**Data**
[Start of Attachment]

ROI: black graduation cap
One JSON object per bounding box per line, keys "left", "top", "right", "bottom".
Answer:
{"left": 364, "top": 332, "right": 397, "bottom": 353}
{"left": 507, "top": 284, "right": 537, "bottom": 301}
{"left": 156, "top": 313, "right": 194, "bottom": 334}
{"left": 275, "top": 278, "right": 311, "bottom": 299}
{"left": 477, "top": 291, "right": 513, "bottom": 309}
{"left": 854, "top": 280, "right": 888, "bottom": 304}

[End of Attachment]

**Task to carry out**
Starting at the first line of the listing, retype every line up to and including the one with "One JSON object".

**Problem solution**
ROI: black graduation cap
One JSON object per bounding box per line, keys "left", "top", "right", "bottom".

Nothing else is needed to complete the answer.